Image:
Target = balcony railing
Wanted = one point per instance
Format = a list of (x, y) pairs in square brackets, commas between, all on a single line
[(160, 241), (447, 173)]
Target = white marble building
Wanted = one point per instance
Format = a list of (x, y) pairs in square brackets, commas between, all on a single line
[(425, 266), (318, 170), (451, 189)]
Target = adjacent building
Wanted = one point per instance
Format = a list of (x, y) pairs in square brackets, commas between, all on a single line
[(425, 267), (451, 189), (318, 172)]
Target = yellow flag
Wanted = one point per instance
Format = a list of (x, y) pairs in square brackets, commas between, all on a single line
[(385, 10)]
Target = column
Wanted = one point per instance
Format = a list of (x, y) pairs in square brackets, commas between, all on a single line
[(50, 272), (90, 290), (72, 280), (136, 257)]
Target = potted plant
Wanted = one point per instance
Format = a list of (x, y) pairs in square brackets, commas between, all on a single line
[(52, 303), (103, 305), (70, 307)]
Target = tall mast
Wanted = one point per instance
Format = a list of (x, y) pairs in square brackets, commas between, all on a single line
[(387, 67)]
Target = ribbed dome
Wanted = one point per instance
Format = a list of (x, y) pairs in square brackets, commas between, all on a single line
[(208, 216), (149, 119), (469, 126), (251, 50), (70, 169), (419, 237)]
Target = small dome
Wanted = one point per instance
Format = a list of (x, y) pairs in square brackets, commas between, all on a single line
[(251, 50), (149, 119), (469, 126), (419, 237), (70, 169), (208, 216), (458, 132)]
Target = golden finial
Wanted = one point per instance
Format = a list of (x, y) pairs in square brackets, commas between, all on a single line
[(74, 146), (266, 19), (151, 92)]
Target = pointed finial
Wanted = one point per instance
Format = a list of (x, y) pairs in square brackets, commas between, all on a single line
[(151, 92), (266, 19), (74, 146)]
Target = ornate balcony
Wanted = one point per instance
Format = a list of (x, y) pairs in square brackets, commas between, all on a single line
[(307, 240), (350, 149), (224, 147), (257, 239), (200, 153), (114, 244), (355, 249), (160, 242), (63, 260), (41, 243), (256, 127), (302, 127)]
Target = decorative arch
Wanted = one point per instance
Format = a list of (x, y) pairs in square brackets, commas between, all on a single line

Problem requirements
Each line above must be returned exactly as written.

Result below
Image:
Target = balcony railing
Wanted = one point per instance
Format = a list of (x, y) pairs in square brackets, commas between, all on a single line
[(160, 241), (447, 173)]
Target = white marble building
Wanted = one point per instance
Format = a list of (x, y) pairs in square brackets, commas between, all on a single line
[(425, 266), (318, 170), (451, 189)]
Target = adjacent building
Wanted = one point per instance
Format = a list of (x, y) pairs in square brackets, commas between, all on a single line
[(425, 267), (451, 189), (318, 172)]
Target = yellow flag
Wanted = one point per instance
Format = a list of (x, y) pairs in square brackets, commas between, all on a single line
[(385, 10)]
Target = column
Wanted = one point per instance
Format = a list of (x, y) pairs in square brackets, commas between, all on a single line
[(50, 272), (90, 290), (72, 280), (136, 257)]
Target = potted plant
Wanted = one point per instance
Format = a list of (x, y) pairs in square brackets, commas between, all on a single line
[(52, 303), (103, 305), (70, 307)]
Target = tall mast
Wanted = one point per instance
Format = a list of (x, y) pairs in square brackets, commas between, all on a single line
[(387, 67)]
Target = ribbed dome
Wanted = one point per instance
Format = a list of (x, y) pairs in square brackets, commas between, all on a single line
[(208, 216), (149, 119), (469, 126), (251, 50), (70, 169), (419, 237)]
Target = small dome
Wanted = one point per instance
Format = a list of (x, y) pairs in square brackets, commas between, all on a single line
[(251, 50), (149, 119), (469, 126), (419, 237), (70, 169), (208, 216), (458, 132)]
Target = golden finial
Wanted = one point per instance
Format = a list of (x, y) pairs in square brackets, commas between, all on a single line
[(74, 146), (266, 19), (151, 92)]
Target = pointed finial
Wanted = one point per instance
Format = a list of (x, y) pairs in square brackets, commas between, all on a single line
[(151, 92), (266, 19), (74, 146)]
Target = ornate balcony
Wanted = one point per instance
Format = a list of (x, y) pairs in square brackets, commas between, all on a single line
[(307, 240), (350, 149), (224, 147), (257, 239), (200, 153), (114, 244), (355, 249), (160, 242), (63, 260), (41, 243), (256, 127), (302, 127)]
Target = decorative arch
Wanted = one point per instance
Format = a list of (x, y) pairs in square brackets, commas between, all on a single line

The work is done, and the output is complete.